BEGIN TASK INPUT
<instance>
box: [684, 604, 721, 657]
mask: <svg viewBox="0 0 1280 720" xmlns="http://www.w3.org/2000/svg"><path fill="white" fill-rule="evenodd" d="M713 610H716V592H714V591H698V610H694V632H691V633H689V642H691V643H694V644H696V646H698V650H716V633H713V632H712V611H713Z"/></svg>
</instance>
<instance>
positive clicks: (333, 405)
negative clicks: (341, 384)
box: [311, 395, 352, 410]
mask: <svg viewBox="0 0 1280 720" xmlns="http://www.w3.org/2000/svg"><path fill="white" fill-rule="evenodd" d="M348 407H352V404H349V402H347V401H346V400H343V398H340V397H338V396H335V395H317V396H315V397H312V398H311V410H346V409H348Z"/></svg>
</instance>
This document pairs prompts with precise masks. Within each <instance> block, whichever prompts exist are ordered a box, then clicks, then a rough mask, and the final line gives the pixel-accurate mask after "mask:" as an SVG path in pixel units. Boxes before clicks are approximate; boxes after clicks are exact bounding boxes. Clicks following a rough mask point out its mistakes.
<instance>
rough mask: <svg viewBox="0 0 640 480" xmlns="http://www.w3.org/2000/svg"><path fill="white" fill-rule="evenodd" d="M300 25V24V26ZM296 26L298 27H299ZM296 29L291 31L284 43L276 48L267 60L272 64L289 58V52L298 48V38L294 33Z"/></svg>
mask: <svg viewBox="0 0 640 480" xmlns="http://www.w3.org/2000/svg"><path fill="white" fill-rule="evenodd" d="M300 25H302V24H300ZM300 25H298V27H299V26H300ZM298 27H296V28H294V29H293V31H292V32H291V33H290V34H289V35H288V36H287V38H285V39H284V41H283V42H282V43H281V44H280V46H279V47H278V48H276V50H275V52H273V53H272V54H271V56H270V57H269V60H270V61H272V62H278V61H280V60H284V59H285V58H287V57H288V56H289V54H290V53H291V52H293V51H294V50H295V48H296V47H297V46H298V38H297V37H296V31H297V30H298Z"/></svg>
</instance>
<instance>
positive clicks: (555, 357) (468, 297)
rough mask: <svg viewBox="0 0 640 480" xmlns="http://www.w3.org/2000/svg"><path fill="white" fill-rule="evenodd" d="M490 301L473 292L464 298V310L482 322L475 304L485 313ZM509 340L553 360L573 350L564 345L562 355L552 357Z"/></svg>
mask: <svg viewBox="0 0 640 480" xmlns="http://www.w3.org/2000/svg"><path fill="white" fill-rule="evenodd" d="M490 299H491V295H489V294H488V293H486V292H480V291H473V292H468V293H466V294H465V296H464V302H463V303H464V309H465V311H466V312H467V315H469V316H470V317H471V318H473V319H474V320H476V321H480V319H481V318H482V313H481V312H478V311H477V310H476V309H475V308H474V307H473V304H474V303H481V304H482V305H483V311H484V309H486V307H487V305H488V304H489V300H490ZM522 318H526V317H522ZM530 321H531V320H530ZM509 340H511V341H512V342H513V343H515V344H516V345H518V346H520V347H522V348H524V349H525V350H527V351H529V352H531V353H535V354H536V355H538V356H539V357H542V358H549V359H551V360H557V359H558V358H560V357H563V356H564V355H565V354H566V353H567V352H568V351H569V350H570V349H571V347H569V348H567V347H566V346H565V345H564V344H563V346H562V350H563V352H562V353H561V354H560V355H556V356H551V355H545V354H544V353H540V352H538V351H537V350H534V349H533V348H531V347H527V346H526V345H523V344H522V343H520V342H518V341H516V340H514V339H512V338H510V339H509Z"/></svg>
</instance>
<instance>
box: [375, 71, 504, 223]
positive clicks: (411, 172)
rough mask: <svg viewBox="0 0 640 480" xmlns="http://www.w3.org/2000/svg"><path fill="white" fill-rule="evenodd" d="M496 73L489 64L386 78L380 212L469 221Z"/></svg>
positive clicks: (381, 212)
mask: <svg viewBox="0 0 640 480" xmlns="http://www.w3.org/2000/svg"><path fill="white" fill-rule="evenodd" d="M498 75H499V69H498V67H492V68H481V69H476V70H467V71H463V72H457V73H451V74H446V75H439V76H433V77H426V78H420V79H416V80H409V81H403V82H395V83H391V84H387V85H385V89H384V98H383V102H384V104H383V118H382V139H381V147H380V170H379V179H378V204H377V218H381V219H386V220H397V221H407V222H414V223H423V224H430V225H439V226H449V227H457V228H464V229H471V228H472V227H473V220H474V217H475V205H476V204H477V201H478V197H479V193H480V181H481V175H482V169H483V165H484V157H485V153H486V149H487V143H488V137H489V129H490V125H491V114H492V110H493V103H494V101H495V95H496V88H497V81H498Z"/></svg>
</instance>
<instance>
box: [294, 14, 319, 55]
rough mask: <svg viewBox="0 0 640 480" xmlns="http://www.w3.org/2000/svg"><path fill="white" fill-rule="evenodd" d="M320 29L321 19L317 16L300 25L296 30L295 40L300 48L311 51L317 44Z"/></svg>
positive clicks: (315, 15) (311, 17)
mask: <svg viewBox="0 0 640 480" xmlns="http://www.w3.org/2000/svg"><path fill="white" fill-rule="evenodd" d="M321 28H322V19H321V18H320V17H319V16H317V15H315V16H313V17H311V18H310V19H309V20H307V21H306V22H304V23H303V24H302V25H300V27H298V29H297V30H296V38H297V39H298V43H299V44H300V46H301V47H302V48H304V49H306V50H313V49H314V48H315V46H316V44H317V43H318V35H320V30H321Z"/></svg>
END TASK INPUT
▶ **WHAT IS REQUIRED**: Retype each record in full, please.

▶ **RESPONSE**:
<instance>
box: [684, 604, 721, 657]
mask: <svg viewBox="0 0 1280 720" xmlns="http://www.w3.org/2000/svg"><path fill="white" fill-rule="evenodd" d="M713 610H716V592H714V591H698V610H694V632H691V633H689V642H691V643H694V644H696V646H698V650H716V633H713V632H712V611H713Z"/></svg>
</instance>
<instance>
positive clicks: (333, 405)
negative clicks: (341, 384)
box: [311, 395, 352, 410]
mask: <svg viewBox="0 0 1280 720" xmlns="http://www.w3.org/2000/svg"><path fill="white" fill-rule="evenodd" d="M348 407H352V404H349V402H347V401H346V400H343V398H340V397H338V396H335V395H317V396H315V397H312V398H311V410H346V409H348Z"/></svg>
</instance>
This document pairs prompts with precise masks. Within each <instance> block, whichever prompts exist are ordered a box, then clicks, then a rough mask, and the final line gives the pixel-accurate mask after "mask:" as an SVG path in pixel units. Boxes before clicks are approximate; boxes after clicks are exact bounding boxes. Clicks following a rough mask point out its mistakes.
<instance>
rough mask: <svg viewBox="0 0 640 480" xmlns="http://www.w3.org/2000/svg"><path fill="white" fill-rule="evenodd" d="M300 25V24V26ZM296 26L298 27H299ZM296 29L291 31L284 43L276 48L267 60L272 64L289 58V52L298 48V38L294 33Z"/></svg>
mask: <svg viewBox="0 0 640 480" xmlns="http://www.w3.org/2000/svg"><path fill="white" fill-rule="evenodd" d="M300 25H302V24H300ZM300 25H298V27H299V26H300ZM298 27H296V28H294V29H293V31H292V32H291V33H290V34H289V35H288V36H287V38H285V39H284V41H283V42H282V43H281V44H280V46H279V47H278V48H276V50H275V52H273V53H272V54H271V56H270V57H269V60H270V61H272V62H278V61H280V60H284V59H285V58H287V57H288V56H289V54H290V53H291V52H293V51H294V50H295V48H296V47H297V46H298V38H297V37H296V31H297V30H298Z"/></svg>
</instance>
<instance>
positive clicks: (555, 357) (468, 297)
rough mask: <svg viewBox="0 0 640 480" xmlns="http://www.w3.org/2000/svg"><path fill="white" fill-rule="evenodd" d="M490 301L473 292L464 298V310L482 322L475 304L485 313ZM509 340L553 360L573 350L564 345L562 355L552 357Z"/></svg>
mask: <svg viewBox="0 0 640 480" xmlns="http://www.w3.org/2000/svg"><path fill="white" fill-rule="evenodd" d="M490 299H491V295H489V294H488V293H486V292H480V291H473V292H468V293H466V294H465V296H464V302H463V303H464V309H465V311H466V312H467V315H469V316H470V317H471V318H473V319H474V320H476V321H480V319H481V318H482V313H481V312H478V311H477V310H476V309H475V308H474V307H473V304H474V303H481V304H482V305H483V311H484V309H486V307H487V305H488V304H489V300H490ZM522 318H526V317H522ZM530 321H531V320H530ZM509 340H511V341H512V342H513V343H515V344H516V345H518V346H520V347H522V348H524V349H525V350H527V351H529V352H531V353H535V354H536V355H538V356H539V357H542V358H549V359H551V360H557V359H558V358H560V357H563V356H564V355H565V354H566V353H567V352H568V351H569V350H570V349H571V347H569V348H567V347H566V346H565V345H564V344H563V346H562V350H563V352H562V353H561V354H560V355H556V356H551V355H545V354H544V353H540V352H538V351H537V350H534V349H533V348H531V347H527V346H526V345H523V344H522V343H520V342H518V341H516V340H514V339H512V338H510V339H509Z"/></svg>
</instance>
<instance>
box: [375, 71, 504, 223]
positive clicks: (411, 172)
rough mask: <svg viewBox="0 0 640 480" xmlns="http://www.w3.org/2000/svg"><path fill="white" fill-rule="evenodd" d="M496 73L489 64L386 78L380 212L469 221Z"/></svg>
positive clicks: (381, 212)
mask: <svg viewBox="0 0 640 480" xmlns="http://www.w3.org/2000/svg"><path fill="white" fill-rule="evenodd" d="M498 75H499V69H498V67H492V68H481V69H476V70H467V71H463V72H457V73H451V74H446V75H439V76H433V77H426V78H420V79H416V80H409V81H403V82H395V83H391V84H387V85H385V89H384V98H383V102H384V104H383V118H382V139H381V147H380V170H379V179H378V204H377V218H381V219H386V220H397V221H407V222H414V223H423V224H430V225H439V226H449V227H457V228H464V229H471V228H472V227H473V220H474V217H475V205H476V204H477V201H478V197H479V193H480V181H481V175H482V169H483V165H484V157H485V153H486V149H487V143H488V137H489V129H490V125H491V114H492V110H493V103H494V101H495V95H496V88H497V81H498Z"/></svg>
</instance>
<instance>
box: [294, 14, 319, 55]
rough mask: <svg viewBox="0 0 640 480" xmlns="http://www.w3.org/2000/svg"><path fill="white" fill-rule="evenodd" d="M320 29L321 19L317 16L300 25L296 30L295 40L300 48L311 51L317 44Z"/></svg>
positive clicks: (315, 15) (311, 17)
mask: <svg viewBox="0 0 640 480" xmlns="http://www.w3.org/2000/svg"><path fill="white" fill-rule="evenodd" d="M321 28H322V19H321V18H320V17H319V16H317V15H315V16H313V17H311V18H310V19H309V20H307V21H306V22H304V23H303V24H302V25H300V27H298V29H297V30H296V38H297V39H298V43H299V44H300V46H301V47H302V48H304V49H306V50H313V49H314V48H315V46H316V44H317V43H318V35H320V30H321Z"/></svg>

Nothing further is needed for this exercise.